**Page excerpt**:
I once considered myself intelligent. With a college degree earned with honors, I’m convinced my mind functioned quite efficiently. I can vaguely recall a time when I could concentrate deeply on tasks without distraction. Vaguely.
Imagine a carnival ride where you sit in a spinning car that rotates around in circles, while another set of cars spins in the opposite direction, and the entire ride spins too. As a child, we called that ride The Whirligig. That’s what my mind feels like now, constantly whirling in every direction due to the demands of motherhood.
At times, it might seem like I can write coherent thoughts, but what’s unseen are the numerous typos I’ve erased in this very paragraph. You also can’t see that I’ve toggled between writing this and three other projects, all while managing a flurry of tasks—feeding kids, settling disputes, searching for a lost tablet, tackling homework questions, and creating a grocery list—all within the last twenty minutes.
It’s as if motherhood has gifted me with adult-onset attention deficit disorder. My ability to focus on one task has dwindled to mere moments. Initially, this scattered focus was only apparent when my kids were around, but now it intrudes upon my precious alone time as well. Even during a rare hour of quiet, my thoughts bounce around uncontrollably:
- Are the kids consuming excess sugar?
- They might be getting too much screen time; I need to address that.
- I wonder if we have snow gear that fits everyone? Those items can be pricey.
- How will we manage college expenses? What if they don’t wish to attend right away?
- Can’t forget about the karate performance coming up.

**What you need to do**:
1. In the essay on motherhood and scattered focus, what name did the writer use as a child for the spinning carnival ride?
2. Pick up the essay on motherhood and scattered focus after its last line and carry it forward.
The listing has no part in what is asked here.

**Given data**:
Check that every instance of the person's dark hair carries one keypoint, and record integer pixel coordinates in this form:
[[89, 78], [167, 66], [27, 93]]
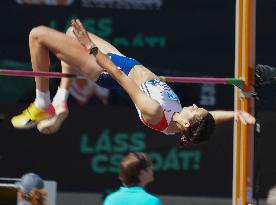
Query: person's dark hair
[[200, 130], [130, 168]]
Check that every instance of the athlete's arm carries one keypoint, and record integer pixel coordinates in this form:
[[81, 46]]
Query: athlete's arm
[[222, 116]]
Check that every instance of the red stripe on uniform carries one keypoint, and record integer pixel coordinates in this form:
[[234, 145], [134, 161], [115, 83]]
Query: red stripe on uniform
[[161, 126]]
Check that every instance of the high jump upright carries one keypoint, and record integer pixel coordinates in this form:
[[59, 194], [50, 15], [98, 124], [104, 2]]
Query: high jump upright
[[243, 150]]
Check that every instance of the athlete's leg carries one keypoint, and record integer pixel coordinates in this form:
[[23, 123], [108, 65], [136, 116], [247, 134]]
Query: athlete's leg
[[53, 124]]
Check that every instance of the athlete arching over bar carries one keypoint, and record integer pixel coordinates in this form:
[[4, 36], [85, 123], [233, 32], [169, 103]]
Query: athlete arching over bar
[[79, 51]]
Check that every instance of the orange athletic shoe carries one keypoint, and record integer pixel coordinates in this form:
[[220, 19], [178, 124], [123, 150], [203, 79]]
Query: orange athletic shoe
[[53, 124], [30, 117]]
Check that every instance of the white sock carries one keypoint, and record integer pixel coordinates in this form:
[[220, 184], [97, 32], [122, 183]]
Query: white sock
[[61, 96], [42, 99]]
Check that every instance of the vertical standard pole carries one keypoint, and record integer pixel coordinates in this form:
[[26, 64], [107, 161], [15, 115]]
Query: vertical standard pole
[[243, 134]]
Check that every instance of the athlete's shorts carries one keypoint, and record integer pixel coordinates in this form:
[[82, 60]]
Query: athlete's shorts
[[123, 63]]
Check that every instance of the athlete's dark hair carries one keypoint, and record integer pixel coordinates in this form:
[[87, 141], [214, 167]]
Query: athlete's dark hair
[[130, 168], [200, 130]]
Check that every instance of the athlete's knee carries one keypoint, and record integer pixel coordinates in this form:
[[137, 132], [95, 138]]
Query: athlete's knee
[[37, 33]]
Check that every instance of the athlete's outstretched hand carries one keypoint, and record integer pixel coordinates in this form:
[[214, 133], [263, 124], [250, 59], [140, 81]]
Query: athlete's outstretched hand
[[245, 117], [81, 34]]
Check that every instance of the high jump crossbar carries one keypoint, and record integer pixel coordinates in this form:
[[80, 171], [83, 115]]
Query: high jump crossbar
[[171, 79]]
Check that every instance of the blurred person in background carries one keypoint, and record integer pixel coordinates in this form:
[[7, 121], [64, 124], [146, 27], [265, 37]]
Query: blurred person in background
[[135, 173], [158, 106], [31, 190]]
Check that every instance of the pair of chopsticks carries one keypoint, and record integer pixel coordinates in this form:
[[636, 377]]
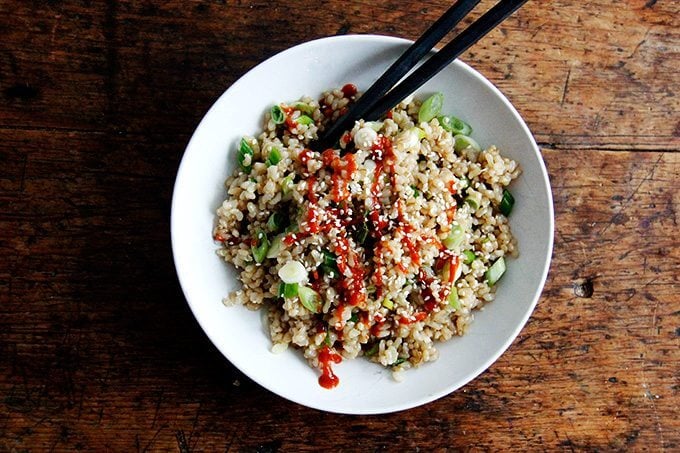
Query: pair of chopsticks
[[383, 94]]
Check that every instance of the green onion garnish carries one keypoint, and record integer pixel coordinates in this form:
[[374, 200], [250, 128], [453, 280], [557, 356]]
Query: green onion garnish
[[245, 156], [309, 298], [430, 108], [287, 184], [290, 290], [275, 222], [278, 115]]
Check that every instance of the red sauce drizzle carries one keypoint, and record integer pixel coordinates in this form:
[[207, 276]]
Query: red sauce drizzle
[[328, 379]]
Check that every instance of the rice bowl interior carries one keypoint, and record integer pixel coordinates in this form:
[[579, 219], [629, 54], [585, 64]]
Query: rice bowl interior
[[239, 333]]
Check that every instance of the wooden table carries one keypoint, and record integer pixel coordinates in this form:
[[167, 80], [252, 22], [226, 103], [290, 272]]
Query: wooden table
[[98, 349]]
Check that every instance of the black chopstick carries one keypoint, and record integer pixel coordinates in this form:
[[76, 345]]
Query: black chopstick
[[375, 104], [397, 70]]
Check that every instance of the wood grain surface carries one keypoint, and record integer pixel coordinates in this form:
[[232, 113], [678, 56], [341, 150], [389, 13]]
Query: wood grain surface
[[98, 349]]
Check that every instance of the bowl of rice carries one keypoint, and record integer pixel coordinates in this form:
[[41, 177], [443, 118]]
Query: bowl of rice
[[375, 275]]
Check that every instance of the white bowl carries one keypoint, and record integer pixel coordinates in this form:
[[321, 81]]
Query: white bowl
[[365, 387]]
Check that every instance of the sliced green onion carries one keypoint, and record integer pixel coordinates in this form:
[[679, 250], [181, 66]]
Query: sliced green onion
[[454, 301], [275, 221], [287, 184], [309, 298], [329, 258], [462, 142], [292, 272], [278, 115], [507, 202], [290, 290], [304, 119], [455, 237], [274, 156], [260, 247], [496, 271], [469, 256], [454, 125], [245, 155], [332, 272], [430, 108], [276, 246]]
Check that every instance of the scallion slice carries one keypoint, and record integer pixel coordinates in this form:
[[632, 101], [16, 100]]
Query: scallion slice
[[245, 155], [474, 199], [507, 202], [496, 271], [292, 272], [287, 184], [430, 108], [278, 115], [309, 298], [290, 290]]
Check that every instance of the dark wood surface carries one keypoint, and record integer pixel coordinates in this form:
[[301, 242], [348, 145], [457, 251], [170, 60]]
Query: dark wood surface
[[98, 349]]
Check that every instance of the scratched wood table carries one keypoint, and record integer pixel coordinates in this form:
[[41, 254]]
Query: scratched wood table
[[98, 349]]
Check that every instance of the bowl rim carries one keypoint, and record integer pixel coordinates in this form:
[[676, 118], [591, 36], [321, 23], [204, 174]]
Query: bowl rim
[[426, 398]]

**Expected responses**:
1. The Whirligig.

2.
- I must finalize that work draft by tomorrow.
- Did I note the contact for that anxiety specialist?
- The house is a disaster; I ought to fix that too.
- Should I enroll BoyWonder in music lessons?
- Did I leave laundry in the washing machine?
While my mind has always wandered, it’s never been this chaotic. There are simply SO. MANY. THINGS to juggle.
Organization provides some relief, but even that feels like an additional responsibility. I could spend an entire day just drafting to-do lists, as there’s always something clamoring for my attention. Time is never on my side.
I often fantasize about escaping to a tranquil destination, a place where I could enjoy a few peaceful days to clear my mind. But would I truly relax, or would I spend the time worrying about how my family is faring? Is it possible I’ll never regain the ability to focus for extended periods again?
At times, I ponder whether my current situation is to blame. Maybe it would be different if I weren’t working. Or perhaps if I worked outside the home instead of remotely. Maybe if we weren’t homeschooling. More sleep could help. Or winning the lottery to hire help with meals, cleaning, yard work, and tutoring might do the trick.
But then again, probably not. With the lives of multiple individuals intricately intertwined with my own, feeling scattered seems inevitable, no matter the circumstances. This is simply the essence of motherhood: the responsibilities, the relationships, the chaos, the late-night awakenings, the care routines, the constant worries, the various phases of growth, and the lessons to teach—all while trying to maintain my own identity.
It’s overwhelming. Little wonder I can’t think straight.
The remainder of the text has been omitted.